#### Source data:

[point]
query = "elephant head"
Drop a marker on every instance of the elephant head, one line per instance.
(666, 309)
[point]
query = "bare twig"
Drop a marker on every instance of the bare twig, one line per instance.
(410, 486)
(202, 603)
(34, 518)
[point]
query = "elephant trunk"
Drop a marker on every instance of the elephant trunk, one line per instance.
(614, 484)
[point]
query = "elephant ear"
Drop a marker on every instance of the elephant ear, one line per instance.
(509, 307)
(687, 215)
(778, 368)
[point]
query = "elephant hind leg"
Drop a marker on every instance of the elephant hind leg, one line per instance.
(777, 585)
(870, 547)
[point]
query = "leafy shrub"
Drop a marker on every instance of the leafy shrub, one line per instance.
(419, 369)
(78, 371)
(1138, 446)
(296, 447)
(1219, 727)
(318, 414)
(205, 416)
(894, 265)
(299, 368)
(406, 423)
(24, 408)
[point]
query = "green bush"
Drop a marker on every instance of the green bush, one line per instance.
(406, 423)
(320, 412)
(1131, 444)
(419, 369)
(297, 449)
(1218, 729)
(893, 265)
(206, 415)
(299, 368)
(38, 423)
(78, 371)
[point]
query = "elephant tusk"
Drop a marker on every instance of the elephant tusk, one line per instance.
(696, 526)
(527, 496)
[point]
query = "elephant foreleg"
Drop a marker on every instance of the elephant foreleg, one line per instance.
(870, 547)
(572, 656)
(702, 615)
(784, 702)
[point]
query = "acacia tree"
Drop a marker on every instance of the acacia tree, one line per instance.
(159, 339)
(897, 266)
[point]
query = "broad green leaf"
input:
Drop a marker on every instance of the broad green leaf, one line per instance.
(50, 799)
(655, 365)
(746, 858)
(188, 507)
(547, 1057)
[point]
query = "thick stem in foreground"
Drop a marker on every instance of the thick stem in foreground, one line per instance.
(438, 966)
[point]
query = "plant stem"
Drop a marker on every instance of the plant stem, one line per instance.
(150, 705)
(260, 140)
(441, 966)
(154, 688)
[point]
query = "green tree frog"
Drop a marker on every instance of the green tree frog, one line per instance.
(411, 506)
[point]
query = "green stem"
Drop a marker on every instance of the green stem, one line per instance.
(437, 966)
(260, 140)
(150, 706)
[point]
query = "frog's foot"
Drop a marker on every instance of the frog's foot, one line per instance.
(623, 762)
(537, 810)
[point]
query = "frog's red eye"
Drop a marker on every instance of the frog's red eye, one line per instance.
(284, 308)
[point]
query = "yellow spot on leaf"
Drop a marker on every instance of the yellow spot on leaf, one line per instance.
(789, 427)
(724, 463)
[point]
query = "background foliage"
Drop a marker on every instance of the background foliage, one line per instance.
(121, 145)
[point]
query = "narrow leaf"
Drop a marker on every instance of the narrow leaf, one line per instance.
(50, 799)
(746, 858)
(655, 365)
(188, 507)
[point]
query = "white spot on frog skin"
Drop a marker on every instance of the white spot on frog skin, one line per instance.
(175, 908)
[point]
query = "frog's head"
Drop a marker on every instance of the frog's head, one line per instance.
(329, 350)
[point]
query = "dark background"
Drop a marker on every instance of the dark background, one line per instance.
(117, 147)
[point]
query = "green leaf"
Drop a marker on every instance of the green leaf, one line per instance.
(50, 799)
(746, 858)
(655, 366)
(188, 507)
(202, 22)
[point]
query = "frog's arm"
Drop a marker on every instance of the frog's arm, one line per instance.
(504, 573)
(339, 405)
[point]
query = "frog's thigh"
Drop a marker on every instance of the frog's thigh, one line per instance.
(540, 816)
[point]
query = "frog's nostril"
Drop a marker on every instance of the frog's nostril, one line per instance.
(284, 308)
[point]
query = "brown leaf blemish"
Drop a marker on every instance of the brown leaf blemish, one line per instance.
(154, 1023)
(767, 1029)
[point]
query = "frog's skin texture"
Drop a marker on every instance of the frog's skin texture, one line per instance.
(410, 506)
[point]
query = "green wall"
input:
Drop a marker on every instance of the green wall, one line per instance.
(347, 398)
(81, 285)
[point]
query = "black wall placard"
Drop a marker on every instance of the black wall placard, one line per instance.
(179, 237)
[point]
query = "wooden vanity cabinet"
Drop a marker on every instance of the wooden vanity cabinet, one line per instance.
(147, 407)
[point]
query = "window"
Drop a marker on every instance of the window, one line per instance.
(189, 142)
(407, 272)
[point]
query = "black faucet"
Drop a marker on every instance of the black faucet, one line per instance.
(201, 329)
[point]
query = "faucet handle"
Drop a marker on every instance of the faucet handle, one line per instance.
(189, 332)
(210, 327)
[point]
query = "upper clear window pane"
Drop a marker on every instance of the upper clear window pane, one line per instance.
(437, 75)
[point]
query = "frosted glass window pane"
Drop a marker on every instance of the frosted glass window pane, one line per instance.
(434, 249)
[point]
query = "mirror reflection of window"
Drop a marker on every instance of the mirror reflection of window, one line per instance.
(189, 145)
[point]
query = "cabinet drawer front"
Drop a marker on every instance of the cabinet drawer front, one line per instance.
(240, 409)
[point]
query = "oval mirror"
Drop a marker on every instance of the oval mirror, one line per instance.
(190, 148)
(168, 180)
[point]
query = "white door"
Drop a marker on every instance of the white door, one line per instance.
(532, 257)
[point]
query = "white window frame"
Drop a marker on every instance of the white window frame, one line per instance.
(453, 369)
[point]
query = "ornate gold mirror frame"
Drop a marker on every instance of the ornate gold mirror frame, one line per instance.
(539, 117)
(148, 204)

#### Work required:
Reproduce, word for word, all of the entries above.

#### Problem solution:
[point]
query = "elephant head"
Drop a marker on every instance of the elephant head, one line per instance.
(666, 309)
[point]
query = "bare twig"
Drop a marker on every instance of the bare twig, one line per instance.
(410, 486)
(202, 603)
(34, 518)
[point]
query = "elephant trunk"
Drop a marker on every instance of the elephant trunk, one line per instance.
(614, 484)
[point]
query = "elephant ear"
Drop a marker on every instance of the elephant ear, one line per instance.
(509, 307)
(687, 215)
(778, 368)
[point]
query = "elephant hind leg"
Drop a marker on every instance of the elephant hind leg, one line per instance.
(777, 585)
(870, 547)
[point]
query = "leafy shrub"
Drop a marker on every instance of the leafy shrub, one line per instance.
(419, 369)
(78, 371)
(1138, 446)
(296, 447)
(1219, 727)
(318, 414)
(205, 416)
(894, 265)
(299, 368)
(406, 423)
(24, 408)
[point]
query = "green bush"
Drop a marker on every instance of the green bush, one line per instance.
(406, 423)
(320, 412)
(1131, 444)
(419, 369)
(297, 449)
(1218, 729)
(893, 265)
(206, 415)
(299, 368)
(38, 423)
(78, 371)
[point]
query = "elephant tusk"
Drop a marker on every instance of the elephant tusk, one line per instance.
(696, 526)
(527, 496)
[point]
query = "elephant foreleg"
Drop a marker on every instance of the elephant foreleg, one line per instance.
(870, 547)
(572, 656)
(702, 615)
(784, 702)
[point]
query = "acacia tree"
Drop a marker on every instance of the acacia tree, one line per instance.
(159, 339)
(897, 266)
[point]
query = "broad green leaf"
input:
Drop a marker on every instance of the broad green leaf, one line per instance.
(50, 799)
(655, 365)
(746, 858)
(188, 507)
(547, 1057)
[point]
query = "thick stem in foreground"
Drop a marker on every instance of the thick stem in foreground, one line per instance.
(438, 966)
[point]
query = "plant stem"
Drop a marker on every instance of the plant stem, one line per instance.
(150, 705)
(260, 140)
(441, 966)
(154, 688)
[point]
query = "green tree frog"
Drop a marker on every instance of the green tree frog, one line per instance.
(411, 506)
[point]
query = "green stem"
Drop a marker on every instance of the green stem, one line per instance.
(437, 966)
(260, 140)
(150, 706)
[point]
query = "frog's foot"
Drop a marker on every instance of the frog's foot, one line per instance.
(623, 762)
(537, 810)
[point]
query = "frog's red eye"
Drop a marker on every instance of the frog's red eye, one line per instance.
(284, 308)
[point]
query = "yellow spot on leaf"
Drop a marker on every instance of the yellow spot on leaf, one line per instance.
(789, 427)
(724, 463)
[point]
query = "background foliage"
Drop a marker on every instance of the background foliage, one line per instance.
(121, 145)
[point]
query = "narrow leaf"
Drop a marker on every instance of the narrow leaf, one line per instance.
(50, 799)
(746, 858)
(655, 365)
(188, 507)
[point]
query = "white spot on frog skin"
Drop a marker on every instance of the white spot on frog skin, one line per instance.
(175, 908)
[point]
query = "frog's head"
Drop a marker on every instance of the frog's head, one line per instance.
(329, 350)
[point]
query = "dark background"
Drop a marker on every instance of the dark background, one line per instance.
(117, 147)
[point]
query = "green leaf"
Drop a marker on every instance of the green leaf, one line per instance.
(50, 799)
(746, 858)
(655, 366)
(188, 507)
(202, 22)
[point]
query = "frog's arm"
Drop a marker on every instance of the frog's arm, one line per instance.
(504, 573)
(339, 405)
[point]
query = "frog's thigh"
Drop a marker on every instance of the frog's thigh, one line per instance.
(540, 816)
[point]
query = "frog's nostril"
Drop a marker on every instance of the frog's nostril, one line per instance.
(284, 308)
[point]
query = "brown leaf blemish"
Drop a marker on every instance of the brown leaf blemish, one line per instance.
(154, 1023)
(767, 1029)
[point]
query = "frog's skin texture"
Drop a marker on every instance of the frog's skin texture, one line per instance.
(410, 506)
[point]
query = "green wall"
input:
Drop a marker on every instance of the green wall, one line per instance.
(347, 398)
(81, 285)
[point]
query = "black wall placard"
Drop a marker on every instance of the black wall placard, one line per instance.
(179, 237)
[point]
query = "wooden vanity cabinet"
Drop a marker on every instance of the wooden vanity cabinet, one line per instance.
(147, 407)
[point]
query = "window"
Drop a marker on every instance of the window, one line per instance.
(189, 142)
(407, 272)
[point]
query = "black faucet"
Drop a marker on every instance of the black faucet, one line per instance.
(201, 329)
[point]
query = "faucet handle"
Drop a marker on every instance of the faucet handle, one line per instance.
(189, 332)
(210, 327)
[point]
query = "upper clear window pane"
Drop a marker on every instance of the upper clear window pane, one line per instance.
(437, 75)
[point]
query = "frosted glass window pane"
Drop a marker on every instance of the frosted glass window pane, one line per instance.
(434, 249)
[point]
query = "mirror reflection of window"
Drop a marker on every instance of the mirror reflection of window, one line per instance.
(189, 145)
[point]
query = "cabinet drawer front"
Drop a marker on every instance of the cabinet drawer front, one line per instance.
(240, 409)
[point]
query = "oval mirror"
Drop a marker on every instance of the oval mirror, one line per instance.
(190, 148)
(168, 180)
[point]
query = "white door"
Drop a marker on every instance of the white door, one line per instance.
(532, 257)
[point]
query = "white window frame"
Drop a marker on every instance of the white window frame, one line per instance.
(453, 369)
[point]
query = "ornate gold mirror frame"
Drop a marker on every instance of the ornate gold mirror frame, one line per instance.
(539, 117)
(148, 204)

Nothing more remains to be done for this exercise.